REQUIREMENT A
Pick out every line in the records that contains the string "stone", matching case exactly.

------ TEXT EXCERPT

These days, Julie is still working with kids and the outdoors as the director of one of Park City’s most popular camps, Young Riders, a position she has held for almost 18 years. Young Riders is a grassroots mountain bike program and nonprofit that teaches kids mountain biking and life skills.

Each year, the camp works with around 400 kids ages 5 to 14 and employs around 50 coaches, many of whom are schoolteachers off for the summer or riders who went through the program themselves. Young Riders offers week-long camps and once-a- week programs for local or visiting kids.

“Safety first, having fun and learning something new are our top priorities,” Julie explains.

In addition to biking, kids learn trail etiquette, map reading and how to change a tire and troubleshoot issues out on the trail. The programs are developed for cross-country mountain biking, so the kids often have to earn their downhill thrills.

One of Julie’s priorities is keeping groups small, capping them at 13 riders. Three coaches lead the charge — one adult coach (17 and over), one 15-to-16-year-old coach and a junior coach, who is usually around 14 and came up through the program.

------------
------ INFORMATION SUPPLIED

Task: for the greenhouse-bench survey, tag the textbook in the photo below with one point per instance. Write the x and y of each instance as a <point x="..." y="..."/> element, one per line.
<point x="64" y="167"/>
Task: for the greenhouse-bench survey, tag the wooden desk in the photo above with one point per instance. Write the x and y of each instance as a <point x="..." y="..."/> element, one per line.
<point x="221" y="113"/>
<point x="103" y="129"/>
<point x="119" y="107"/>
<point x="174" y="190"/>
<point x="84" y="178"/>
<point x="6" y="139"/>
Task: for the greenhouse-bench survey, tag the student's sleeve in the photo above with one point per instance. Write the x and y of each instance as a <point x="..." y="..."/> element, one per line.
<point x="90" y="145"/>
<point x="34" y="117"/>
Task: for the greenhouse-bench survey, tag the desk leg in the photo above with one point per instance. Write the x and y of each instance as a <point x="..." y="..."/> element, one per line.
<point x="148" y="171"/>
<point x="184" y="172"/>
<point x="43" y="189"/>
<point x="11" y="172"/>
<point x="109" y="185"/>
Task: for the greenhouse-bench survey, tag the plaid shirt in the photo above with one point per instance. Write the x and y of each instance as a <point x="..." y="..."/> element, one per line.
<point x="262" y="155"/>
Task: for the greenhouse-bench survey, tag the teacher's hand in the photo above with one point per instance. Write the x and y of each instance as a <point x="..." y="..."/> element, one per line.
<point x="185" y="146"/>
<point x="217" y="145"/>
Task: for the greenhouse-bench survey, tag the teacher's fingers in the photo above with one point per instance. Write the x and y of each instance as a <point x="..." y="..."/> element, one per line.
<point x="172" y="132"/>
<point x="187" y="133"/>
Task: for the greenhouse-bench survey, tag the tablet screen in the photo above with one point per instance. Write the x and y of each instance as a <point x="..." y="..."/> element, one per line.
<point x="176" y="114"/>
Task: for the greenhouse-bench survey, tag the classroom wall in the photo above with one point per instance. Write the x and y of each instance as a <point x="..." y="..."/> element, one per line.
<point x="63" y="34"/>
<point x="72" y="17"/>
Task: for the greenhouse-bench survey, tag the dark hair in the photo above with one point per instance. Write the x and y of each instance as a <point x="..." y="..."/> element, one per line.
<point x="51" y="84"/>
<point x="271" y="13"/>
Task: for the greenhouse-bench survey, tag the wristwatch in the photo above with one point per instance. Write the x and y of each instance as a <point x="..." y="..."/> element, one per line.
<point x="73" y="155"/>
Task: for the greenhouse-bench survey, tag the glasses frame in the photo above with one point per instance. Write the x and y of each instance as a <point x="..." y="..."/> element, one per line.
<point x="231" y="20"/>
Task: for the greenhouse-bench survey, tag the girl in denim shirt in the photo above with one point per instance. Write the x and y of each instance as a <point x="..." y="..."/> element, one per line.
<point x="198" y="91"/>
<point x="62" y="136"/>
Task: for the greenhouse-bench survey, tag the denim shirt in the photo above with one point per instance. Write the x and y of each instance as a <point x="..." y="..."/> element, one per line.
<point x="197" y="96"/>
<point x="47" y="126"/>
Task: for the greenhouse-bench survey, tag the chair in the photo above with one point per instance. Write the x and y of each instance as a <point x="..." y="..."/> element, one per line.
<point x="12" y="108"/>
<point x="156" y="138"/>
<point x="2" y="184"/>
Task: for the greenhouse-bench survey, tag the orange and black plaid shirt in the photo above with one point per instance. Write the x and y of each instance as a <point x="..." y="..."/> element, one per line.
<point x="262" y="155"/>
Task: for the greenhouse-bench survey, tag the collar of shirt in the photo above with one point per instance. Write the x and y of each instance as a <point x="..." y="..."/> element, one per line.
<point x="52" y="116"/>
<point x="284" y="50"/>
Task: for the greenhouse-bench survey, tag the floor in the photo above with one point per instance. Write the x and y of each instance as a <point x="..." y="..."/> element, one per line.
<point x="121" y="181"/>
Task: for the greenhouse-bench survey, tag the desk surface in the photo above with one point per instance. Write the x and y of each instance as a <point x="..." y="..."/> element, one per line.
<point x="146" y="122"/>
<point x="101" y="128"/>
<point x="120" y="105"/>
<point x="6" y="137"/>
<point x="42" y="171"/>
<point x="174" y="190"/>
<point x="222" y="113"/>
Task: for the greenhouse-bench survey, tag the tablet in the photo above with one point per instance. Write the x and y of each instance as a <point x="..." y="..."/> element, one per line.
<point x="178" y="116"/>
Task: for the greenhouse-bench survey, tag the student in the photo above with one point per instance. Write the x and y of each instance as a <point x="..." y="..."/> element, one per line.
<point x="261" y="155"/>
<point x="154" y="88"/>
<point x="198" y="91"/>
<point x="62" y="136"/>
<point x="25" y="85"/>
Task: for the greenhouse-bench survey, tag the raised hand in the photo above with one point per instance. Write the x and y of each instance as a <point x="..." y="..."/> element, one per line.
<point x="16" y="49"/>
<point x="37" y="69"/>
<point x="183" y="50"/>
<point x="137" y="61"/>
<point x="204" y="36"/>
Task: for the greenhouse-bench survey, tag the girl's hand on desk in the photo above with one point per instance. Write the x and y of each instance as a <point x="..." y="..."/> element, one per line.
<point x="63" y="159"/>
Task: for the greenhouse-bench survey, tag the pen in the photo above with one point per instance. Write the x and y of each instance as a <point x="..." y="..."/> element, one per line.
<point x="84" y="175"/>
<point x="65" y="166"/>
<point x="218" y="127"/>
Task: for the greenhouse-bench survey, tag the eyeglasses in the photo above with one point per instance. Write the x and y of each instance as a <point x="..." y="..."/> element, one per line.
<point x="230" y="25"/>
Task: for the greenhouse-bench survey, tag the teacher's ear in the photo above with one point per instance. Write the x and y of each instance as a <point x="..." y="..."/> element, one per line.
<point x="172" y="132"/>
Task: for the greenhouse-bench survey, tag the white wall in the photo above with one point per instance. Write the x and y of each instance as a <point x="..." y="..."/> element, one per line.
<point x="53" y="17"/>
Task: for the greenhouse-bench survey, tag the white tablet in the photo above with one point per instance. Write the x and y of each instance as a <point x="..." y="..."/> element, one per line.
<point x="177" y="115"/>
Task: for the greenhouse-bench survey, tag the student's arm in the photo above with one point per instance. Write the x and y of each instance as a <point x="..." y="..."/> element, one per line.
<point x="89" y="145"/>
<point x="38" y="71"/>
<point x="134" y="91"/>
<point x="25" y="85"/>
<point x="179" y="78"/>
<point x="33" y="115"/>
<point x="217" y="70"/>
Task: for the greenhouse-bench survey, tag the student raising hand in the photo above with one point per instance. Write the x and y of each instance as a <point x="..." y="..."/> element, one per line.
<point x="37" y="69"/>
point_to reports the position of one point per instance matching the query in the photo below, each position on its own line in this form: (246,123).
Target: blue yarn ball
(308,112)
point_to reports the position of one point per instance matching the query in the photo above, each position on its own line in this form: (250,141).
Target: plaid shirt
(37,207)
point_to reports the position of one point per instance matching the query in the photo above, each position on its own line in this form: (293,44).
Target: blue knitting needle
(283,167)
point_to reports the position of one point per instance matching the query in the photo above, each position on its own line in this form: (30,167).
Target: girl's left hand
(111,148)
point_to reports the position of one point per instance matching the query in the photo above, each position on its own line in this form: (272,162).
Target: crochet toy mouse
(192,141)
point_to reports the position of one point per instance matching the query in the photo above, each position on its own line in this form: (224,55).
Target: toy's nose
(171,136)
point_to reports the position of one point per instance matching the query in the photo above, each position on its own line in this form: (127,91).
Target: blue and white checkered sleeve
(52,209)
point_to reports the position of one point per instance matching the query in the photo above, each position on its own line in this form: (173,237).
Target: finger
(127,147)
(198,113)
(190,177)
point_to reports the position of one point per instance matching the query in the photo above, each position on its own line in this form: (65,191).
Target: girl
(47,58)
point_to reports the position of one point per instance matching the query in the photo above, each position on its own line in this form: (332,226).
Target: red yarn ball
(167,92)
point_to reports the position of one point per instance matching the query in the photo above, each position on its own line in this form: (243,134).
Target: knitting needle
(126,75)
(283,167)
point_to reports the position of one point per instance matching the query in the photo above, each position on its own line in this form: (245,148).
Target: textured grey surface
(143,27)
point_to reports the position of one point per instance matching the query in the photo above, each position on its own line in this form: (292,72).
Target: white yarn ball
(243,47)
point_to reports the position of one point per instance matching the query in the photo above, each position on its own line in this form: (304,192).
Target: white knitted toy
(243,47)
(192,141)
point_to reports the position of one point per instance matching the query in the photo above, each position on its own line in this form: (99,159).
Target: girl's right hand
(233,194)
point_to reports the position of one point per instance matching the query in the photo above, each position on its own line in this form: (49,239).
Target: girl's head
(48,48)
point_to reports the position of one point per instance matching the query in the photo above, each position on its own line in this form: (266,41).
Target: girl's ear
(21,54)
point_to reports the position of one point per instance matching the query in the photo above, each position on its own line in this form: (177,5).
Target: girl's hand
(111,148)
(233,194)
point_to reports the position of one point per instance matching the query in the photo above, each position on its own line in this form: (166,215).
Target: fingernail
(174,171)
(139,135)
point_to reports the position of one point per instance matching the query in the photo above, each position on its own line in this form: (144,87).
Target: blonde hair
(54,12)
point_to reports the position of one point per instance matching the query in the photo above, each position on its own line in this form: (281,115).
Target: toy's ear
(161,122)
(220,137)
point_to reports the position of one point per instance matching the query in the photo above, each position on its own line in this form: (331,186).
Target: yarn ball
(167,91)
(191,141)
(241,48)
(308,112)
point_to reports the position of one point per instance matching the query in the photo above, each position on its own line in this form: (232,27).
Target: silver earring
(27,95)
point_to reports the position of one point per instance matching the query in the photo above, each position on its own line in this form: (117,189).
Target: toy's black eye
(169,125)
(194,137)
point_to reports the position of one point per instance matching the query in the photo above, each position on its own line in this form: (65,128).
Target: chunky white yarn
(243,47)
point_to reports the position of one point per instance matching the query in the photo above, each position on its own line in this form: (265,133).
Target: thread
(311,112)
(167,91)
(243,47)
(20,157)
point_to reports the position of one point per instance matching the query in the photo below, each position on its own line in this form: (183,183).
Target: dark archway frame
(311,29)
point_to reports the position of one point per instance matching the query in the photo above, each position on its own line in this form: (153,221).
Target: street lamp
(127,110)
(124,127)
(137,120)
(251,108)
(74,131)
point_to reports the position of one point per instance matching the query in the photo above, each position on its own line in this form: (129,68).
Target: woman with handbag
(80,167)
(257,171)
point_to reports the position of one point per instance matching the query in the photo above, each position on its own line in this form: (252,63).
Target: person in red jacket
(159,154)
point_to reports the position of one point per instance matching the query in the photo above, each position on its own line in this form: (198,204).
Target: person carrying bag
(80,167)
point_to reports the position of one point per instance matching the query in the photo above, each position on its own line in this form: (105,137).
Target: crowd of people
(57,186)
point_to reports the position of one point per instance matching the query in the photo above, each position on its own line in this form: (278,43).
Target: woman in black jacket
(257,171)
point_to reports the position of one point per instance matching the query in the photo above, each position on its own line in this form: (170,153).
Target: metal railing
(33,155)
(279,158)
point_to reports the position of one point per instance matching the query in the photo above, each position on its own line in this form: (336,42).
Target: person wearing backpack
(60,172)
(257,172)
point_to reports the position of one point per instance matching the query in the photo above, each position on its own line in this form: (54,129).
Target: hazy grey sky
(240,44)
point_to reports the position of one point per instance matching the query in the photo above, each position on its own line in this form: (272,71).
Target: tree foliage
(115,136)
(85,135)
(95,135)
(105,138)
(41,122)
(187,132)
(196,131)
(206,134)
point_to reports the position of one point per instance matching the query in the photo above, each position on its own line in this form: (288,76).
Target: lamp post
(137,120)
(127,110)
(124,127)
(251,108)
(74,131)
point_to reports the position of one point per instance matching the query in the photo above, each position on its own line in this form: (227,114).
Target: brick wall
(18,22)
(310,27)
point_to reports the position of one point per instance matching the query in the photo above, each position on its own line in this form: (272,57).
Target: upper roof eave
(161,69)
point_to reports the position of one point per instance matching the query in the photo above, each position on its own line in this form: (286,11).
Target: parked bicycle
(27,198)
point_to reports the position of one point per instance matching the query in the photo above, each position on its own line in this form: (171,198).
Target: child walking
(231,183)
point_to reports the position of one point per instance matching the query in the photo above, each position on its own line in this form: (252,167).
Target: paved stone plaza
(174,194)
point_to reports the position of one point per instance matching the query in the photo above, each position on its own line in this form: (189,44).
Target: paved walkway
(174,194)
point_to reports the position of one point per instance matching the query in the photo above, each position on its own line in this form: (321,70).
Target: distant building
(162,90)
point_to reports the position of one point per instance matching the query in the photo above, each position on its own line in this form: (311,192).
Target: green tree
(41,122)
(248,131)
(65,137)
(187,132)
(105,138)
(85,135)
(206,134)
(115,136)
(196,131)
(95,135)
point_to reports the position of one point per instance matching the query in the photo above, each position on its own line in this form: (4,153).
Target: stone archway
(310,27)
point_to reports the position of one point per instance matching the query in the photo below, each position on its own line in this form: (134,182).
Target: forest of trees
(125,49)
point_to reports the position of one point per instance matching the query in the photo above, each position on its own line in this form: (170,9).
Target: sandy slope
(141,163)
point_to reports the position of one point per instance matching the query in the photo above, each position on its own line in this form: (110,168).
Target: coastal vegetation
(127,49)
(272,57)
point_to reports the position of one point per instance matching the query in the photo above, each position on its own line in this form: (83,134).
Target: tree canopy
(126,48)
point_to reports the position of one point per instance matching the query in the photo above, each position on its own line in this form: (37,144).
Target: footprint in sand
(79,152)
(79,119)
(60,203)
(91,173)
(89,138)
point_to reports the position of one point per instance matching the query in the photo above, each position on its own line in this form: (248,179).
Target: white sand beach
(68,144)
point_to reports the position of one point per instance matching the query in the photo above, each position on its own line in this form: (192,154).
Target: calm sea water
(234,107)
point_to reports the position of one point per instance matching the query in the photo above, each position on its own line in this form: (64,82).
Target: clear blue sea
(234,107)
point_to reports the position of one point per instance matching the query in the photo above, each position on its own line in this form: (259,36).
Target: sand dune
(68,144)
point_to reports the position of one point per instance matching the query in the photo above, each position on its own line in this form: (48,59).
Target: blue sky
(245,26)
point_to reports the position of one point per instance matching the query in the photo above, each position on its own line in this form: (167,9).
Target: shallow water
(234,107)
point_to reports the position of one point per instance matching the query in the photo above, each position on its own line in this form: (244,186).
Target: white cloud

------------

REQUIREMENT B
According to the Young Riders text, what is the largest number of riders allowed in a group?

RIGHT ANSWER A
Target: paved stone plaza
Target: stone archway

RIGHT ANSWER B
13 riders.